(Entries from a point annotation set)
============
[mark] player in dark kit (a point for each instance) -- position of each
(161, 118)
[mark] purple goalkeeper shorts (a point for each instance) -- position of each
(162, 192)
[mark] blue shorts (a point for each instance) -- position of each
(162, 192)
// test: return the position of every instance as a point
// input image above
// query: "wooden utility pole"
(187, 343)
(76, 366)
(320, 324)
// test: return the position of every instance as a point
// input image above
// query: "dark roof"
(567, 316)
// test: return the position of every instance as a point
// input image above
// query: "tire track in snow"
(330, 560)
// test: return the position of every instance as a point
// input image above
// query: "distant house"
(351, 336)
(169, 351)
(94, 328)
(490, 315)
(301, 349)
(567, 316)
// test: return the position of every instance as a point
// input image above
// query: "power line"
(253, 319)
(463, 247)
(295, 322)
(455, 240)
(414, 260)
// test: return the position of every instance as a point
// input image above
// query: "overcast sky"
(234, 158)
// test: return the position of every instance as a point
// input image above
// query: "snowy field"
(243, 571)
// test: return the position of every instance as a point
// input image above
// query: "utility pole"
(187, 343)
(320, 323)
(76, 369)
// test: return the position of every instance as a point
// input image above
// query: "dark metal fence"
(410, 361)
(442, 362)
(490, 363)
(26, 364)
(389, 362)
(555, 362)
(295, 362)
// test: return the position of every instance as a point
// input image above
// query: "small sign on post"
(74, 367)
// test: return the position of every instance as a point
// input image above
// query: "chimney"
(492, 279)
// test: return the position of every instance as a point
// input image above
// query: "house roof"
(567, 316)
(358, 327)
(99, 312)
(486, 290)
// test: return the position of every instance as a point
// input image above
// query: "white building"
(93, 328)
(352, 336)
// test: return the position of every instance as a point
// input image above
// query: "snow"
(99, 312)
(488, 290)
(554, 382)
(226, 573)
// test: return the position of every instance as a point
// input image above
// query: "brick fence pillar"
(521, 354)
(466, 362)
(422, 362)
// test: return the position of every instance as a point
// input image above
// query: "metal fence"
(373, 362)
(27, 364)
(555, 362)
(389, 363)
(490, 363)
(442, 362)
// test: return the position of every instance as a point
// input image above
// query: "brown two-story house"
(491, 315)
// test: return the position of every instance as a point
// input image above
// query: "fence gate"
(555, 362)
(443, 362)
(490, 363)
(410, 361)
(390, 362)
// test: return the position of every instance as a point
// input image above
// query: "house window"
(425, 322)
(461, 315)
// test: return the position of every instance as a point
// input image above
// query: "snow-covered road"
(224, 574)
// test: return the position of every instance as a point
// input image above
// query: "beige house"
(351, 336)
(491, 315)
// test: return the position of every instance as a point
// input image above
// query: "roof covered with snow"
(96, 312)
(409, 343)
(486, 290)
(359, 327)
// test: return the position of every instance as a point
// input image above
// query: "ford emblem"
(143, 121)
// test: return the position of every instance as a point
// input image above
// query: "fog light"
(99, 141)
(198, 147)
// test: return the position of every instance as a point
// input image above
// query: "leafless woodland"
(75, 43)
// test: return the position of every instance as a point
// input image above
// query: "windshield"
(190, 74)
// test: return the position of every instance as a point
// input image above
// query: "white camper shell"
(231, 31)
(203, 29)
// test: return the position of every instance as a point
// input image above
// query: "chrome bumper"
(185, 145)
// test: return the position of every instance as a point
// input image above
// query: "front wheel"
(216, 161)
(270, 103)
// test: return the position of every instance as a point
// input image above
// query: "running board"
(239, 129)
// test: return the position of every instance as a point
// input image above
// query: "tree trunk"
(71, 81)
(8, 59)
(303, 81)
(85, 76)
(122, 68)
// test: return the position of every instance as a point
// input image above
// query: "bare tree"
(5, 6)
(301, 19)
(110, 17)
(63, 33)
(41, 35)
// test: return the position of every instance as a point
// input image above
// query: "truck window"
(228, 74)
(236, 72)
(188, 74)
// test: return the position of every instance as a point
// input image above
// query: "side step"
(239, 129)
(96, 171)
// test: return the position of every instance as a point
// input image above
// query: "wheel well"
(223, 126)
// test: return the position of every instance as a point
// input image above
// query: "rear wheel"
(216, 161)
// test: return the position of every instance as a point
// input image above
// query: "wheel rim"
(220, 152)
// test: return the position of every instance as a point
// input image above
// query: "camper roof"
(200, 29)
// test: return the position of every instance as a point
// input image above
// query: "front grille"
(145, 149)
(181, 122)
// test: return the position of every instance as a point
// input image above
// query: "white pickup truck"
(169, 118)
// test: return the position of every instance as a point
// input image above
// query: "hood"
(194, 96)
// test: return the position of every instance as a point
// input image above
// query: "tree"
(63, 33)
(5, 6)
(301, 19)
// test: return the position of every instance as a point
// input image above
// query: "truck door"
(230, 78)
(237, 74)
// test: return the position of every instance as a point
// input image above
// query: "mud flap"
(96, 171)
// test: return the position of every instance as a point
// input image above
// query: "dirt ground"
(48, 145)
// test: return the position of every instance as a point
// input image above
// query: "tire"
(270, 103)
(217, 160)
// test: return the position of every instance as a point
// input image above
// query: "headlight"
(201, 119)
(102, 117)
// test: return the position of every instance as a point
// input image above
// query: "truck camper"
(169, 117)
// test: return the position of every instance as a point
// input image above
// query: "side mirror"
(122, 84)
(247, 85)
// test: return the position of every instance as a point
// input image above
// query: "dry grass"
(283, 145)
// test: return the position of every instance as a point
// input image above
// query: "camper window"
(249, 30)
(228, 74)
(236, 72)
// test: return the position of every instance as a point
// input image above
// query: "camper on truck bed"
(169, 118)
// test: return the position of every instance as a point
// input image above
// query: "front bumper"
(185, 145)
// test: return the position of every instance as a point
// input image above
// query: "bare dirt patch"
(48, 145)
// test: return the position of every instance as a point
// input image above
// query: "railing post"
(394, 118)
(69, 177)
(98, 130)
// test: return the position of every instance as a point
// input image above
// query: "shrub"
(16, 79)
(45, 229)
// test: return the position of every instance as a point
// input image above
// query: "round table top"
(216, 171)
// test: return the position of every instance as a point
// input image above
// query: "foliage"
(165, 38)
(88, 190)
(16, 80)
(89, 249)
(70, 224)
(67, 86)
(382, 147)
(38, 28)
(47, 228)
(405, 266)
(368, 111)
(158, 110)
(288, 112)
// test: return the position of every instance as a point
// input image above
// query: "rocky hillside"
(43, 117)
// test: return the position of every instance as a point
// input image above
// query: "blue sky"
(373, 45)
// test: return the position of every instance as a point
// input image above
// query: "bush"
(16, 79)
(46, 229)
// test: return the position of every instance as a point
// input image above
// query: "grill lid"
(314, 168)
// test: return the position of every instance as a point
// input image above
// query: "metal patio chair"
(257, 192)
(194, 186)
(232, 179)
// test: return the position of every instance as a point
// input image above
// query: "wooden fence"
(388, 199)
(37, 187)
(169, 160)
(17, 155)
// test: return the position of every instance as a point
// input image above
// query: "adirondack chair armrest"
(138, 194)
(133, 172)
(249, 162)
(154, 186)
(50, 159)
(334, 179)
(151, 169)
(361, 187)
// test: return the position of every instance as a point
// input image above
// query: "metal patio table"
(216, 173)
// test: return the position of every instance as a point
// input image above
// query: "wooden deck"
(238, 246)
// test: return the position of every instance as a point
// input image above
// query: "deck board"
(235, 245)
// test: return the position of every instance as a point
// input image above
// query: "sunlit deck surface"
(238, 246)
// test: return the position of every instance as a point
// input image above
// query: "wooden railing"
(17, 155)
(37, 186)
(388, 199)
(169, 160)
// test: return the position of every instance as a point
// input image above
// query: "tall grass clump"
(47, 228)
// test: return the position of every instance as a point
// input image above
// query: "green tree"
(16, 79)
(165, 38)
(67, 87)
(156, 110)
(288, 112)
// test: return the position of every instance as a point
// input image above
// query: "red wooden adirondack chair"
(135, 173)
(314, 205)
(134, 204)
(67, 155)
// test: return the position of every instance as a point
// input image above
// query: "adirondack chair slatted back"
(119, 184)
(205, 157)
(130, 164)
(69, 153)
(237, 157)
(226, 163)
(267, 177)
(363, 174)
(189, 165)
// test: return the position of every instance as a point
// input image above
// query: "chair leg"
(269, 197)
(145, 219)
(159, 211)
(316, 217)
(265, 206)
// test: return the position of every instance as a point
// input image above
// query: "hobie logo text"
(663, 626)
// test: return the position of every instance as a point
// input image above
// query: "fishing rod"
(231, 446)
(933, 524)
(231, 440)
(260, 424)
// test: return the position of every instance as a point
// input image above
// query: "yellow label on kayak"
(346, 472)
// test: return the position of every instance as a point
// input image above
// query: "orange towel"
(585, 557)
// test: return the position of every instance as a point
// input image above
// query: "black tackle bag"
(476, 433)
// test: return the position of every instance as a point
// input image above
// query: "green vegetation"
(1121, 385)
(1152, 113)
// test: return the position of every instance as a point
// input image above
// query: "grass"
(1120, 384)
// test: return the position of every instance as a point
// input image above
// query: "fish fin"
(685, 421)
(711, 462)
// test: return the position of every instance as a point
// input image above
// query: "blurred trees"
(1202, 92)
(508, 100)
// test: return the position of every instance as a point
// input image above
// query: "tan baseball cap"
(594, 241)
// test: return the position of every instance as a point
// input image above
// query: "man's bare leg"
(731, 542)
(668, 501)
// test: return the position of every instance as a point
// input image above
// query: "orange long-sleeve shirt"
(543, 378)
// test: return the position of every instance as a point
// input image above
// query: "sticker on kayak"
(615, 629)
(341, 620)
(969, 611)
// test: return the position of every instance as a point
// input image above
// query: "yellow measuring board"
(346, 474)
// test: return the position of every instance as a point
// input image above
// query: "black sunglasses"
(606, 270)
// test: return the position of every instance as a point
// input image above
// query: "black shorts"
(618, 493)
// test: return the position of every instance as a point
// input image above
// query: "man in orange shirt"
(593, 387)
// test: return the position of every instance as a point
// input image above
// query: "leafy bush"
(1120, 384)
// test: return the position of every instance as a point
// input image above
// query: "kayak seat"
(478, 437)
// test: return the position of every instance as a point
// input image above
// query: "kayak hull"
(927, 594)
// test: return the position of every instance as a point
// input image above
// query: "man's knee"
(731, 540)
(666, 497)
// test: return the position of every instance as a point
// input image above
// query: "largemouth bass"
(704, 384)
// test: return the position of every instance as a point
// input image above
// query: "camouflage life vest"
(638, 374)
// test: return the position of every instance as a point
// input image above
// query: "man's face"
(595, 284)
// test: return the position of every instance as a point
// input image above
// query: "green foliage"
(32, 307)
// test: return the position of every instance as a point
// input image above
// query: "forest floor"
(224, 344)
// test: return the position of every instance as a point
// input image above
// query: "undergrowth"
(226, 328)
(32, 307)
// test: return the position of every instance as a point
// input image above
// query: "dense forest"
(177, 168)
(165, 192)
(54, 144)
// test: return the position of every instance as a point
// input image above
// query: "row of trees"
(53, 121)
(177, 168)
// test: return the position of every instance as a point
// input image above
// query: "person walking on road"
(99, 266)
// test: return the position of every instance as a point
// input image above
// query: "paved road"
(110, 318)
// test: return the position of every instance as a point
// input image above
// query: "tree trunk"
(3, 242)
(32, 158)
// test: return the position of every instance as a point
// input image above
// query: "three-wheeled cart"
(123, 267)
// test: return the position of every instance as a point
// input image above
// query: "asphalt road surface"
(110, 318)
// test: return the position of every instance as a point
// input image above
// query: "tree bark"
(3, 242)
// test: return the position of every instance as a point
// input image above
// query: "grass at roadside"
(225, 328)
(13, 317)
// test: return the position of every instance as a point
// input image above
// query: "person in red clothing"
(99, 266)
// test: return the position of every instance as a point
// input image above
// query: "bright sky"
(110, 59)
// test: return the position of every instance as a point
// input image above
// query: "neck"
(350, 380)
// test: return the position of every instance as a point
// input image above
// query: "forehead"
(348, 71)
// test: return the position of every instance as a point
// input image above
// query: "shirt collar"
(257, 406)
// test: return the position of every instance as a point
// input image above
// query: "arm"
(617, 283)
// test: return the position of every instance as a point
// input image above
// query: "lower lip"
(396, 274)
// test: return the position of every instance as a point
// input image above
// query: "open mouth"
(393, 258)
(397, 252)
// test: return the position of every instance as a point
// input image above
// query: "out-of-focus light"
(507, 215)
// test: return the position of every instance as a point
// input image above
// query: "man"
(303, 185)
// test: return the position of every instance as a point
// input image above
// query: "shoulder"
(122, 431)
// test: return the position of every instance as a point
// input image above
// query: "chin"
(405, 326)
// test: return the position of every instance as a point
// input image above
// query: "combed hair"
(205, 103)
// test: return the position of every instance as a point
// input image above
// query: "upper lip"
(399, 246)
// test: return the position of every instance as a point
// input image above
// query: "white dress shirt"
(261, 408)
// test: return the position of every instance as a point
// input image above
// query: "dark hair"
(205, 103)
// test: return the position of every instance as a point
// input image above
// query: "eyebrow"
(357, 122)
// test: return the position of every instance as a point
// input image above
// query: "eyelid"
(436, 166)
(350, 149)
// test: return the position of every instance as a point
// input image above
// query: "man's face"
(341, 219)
============
■ **GIVEN TASK**
Find all lines in the rows above that contain the word "each", and copy those lines out in full.

■ **REPLY TO THE EXERCISE**
[mark] player in dark kit (a point for each instance) -- position of each
[mark] purple goalkeeper shorts (a point for each instance) -- position of each
[mark] blue shorts (a point for each instance) -- position of each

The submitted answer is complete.